Excerpts of pointing data
━━━━━━━━━━
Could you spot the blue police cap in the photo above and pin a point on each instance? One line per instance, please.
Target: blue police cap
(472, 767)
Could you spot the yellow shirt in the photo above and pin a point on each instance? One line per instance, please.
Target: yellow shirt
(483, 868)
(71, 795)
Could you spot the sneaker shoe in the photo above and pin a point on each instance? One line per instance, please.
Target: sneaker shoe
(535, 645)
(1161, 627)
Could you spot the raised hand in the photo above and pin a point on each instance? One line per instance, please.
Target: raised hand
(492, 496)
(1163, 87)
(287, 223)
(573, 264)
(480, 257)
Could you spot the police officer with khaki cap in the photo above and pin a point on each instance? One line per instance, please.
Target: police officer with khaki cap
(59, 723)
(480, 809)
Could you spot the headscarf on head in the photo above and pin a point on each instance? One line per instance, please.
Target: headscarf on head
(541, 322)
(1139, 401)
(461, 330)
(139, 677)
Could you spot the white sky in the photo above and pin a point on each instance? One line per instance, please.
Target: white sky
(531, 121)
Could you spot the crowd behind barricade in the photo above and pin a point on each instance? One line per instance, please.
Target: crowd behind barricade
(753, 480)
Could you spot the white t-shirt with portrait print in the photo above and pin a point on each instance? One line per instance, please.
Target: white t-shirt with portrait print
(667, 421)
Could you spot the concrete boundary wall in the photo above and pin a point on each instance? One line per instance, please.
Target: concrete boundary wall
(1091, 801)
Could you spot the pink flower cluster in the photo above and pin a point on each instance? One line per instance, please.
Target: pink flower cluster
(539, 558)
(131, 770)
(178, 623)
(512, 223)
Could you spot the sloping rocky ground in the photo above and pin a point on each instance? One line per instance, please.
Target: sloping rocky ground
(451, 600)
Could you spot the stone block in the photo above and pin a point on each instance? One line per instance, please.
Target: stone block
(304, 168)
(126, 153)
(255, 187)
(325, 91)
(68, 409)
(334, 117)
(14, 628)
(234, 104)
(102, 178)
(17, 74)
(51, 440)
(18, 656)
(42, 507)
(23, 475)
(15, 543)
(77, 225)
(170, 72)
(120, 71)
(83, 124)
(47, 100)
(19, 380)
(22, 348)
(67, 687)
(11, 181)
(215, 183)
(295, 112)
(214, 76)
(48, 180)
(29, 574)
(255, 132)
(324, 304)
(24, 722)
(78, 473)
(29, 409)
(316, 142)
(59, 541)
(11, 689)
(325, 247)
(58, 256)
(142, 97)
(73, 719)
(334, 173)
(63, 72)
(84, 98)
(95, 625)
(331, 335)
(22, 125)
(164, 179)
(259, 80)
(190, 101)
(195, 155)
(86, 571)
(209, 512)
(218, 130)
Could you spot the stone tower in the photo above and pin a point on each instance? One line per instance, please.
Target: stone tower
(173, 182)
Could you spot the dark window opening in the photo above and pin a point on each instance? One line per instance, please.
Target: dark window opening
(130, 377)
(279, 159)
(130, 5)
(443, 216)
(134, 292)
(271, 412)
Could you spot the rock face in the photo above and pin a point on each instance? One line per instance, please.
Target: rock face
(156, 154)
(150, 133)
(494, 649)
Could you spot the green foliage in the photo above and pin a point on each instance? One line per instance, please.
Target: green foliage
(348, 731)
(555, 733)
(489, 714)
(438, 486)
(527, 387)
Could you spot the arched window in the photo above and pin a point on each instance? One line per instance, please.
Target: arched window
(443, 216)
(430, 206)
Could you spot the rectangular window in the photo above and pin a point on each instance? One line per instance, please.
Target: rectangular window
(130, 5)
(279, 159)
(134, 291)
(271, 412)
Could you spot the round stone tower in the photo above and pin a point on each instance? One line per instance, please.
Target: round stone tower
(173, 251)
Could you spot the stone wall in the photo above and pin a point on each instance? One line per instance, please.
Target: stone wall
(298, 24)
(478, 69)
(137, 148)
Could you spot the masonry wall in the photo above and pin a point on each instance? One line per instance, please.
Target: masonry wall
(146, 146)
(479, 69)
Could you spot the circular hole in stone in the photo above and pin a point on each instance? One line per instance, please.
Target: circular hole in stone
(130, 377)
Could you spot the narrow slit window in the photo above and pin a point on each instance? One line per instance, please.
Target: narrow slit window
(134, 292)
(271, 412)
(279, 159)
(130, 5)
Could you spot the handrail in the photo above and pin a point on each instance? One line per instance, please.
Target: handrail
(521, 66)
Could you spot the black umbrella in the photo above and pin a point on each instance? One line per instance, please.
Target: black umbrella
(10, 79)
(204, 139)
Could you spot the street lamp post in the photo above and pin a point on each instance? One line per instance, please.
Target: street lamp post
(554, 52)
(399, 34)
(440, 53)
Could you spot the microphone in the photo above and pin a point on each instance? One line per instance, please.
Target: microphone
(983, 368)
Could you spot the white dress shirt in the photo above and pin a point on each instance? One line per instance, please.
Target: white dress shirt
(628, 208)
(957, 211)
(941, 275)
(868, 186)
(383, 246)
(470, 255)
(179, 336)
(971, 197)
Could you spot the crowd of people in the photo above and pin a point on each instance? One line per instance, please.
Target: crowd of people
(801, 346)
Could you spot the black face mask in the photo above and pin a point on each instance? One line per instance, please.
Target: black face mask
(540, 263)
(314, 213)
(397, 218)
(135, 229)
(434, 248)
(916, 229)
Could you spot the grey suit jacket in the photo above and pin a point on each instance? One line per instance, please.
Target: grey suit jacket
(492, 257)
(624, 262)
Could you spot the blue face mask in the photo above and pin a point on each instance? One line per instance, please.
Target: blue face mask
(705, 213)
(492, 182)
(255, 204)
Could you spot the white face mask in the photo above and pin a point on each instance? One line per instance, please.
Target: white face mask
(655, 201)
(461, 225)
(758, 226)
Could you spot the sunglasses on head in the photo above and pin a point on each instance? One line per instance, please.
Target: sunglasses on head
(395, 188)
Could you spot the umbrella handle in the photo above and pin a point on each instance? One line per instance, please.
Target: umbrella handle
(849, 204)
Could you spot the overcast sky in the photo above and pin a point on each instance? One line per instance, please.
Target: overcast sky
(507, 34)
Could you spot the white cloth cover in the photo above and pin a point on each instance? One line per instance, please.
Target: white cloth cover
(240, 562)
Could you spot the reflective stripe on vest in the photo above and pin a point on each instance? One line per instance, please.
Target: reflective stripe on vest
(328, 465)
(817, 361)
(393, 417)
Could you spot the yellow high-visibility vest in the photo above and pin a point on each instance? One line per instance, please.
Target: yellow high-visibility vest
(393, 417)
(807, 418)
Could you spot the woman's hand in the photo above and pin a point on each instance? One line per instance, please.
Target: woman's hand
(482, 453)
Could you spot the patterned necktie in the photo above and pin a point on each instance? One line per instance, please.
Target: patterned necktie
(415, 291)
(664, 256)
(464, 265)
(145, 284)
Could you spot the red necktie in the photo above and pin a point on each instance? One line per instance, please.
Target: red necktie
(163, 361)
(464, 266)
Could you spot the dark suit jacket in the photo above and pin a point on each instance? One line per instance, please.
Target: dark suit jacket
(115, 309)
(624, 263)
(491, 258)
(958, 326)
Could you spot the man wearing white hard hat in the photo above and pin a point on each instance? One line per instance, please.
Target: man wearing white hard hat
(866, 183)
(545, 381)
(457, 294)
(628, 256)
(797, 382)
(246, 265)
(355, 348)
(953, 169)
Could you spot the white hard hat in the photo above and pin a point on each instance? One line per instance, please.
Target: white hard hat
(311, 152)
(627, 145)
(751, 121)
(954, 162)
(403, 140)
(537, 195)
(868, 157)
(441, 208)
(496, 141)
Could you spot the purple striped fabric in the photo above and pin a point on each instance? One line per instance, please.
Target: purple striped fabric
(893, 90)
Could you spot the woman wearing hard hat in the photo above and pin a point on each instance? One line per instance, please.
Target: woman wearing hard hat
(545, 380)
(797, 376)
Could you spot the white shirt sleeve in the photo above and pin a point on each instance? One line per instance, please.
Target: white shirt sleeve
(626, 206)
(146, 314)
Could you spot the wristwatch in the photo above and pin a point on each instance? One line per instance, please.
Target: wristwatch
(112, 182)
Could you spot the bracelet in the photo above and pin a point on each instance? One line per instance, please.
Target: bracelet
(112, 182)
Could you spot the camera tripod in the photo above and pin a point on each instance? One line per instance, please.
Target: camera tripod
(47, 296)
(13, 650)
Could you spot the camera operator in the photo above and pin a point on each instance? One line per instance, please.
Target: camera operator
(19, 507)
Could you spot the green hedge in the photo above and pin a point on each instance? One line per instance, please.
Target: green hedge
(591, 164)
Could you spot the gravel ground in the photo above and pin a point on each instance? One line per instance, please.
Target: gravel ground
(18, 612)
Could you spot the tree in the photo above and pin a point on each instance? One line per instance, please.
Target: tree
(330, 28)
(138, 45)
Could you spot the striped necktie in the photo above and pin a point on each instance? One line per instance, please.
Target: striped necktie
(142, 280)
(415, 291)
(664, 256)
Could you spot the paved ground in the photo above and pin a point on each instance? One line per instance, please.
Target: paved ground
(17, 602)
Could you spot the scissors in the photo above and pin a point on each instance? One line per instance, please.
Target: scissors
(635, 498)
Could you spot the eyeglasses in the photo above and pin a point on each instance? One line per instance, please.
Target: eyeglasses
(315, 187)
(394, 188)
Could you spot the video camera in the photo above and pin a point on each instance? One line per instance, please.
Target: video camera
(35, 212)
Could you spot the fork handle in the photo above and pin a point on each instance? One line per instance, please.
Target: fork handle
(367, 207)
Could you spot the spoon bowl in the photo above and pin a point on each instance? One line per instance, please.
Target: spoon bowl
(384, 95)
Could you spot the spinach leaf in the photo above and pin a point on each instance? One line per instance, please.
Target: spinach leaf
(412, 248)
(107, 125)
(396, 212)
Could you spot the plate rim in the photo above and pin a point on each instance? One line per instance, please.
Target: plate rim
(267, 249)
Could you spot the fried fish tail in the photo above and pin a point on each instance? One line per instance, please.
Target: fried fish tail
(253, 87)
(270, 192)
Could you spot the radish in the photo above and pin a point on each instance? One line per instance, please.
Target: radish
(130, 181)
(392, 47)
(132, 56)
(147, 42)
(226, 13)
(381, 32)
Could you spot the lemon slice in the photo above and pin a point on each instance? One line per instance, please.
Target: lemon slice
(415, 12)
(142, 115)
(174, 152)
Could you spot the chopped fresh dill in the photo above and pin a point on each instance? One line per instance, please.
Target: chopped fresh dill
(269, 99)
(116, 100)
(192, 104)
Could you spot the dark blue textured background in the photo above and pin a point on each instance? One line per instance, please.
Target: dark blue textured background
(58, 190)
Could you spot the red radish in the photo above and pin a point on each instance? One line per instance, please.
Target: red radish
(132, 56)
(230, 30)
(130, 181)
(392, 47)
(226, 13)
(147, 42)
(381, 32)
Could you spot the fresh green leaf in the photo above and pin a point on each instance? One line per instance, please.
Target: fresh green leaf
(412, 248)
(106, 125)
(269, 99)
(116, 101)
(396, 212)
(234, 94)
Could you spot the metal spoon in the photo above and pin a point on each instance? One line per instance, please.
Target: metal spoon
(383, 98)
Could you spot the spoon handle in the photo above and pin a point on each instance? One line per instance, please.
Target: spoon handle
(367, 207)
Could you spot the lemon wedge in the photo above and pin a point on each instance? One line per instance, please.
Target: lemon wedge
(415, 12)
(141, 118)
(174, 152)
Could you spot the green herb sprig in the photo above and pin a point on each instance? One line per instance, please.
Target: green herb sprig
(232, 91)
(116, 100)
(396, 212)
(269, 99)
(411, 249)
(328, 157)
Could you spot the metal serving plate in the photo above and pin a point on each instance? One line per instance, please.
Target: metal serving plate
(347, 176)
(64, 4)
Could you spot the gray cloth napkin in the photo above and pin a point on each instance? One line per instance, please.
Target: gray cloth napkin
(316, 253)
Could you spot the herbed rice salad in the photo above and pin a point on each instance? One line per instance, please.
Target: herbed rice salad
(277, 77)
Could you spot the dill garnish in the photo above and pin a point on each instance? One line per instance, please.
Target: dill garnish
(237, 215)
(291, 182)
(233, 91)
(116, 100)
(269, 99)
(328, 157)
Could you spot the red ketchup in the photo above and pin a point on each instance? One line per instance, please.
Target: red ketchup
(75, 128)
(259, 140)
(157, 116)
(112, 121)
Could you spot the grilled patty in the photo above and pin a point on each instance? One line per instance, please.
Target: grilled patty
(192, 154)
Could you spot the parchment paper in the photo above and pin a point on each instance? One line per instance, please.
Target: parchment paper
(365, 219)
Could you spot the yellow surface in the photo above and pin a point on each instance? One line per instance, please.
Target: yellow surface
━━━━━━━━━━
## Given instruction
Reproduce the lines word for word, starting at the line that contains "Could you spot the parchment" and ending with the last line of the items.

## Result of the task
Could you spot the parchment paper in the photo above and pin a point on each instance? One line per instance, please.
Target: parchment paper
(365, 219)
Could you spot the yellow surface in the photo above and pin a point on each instance? One line per instance, please.
Target: yellow surface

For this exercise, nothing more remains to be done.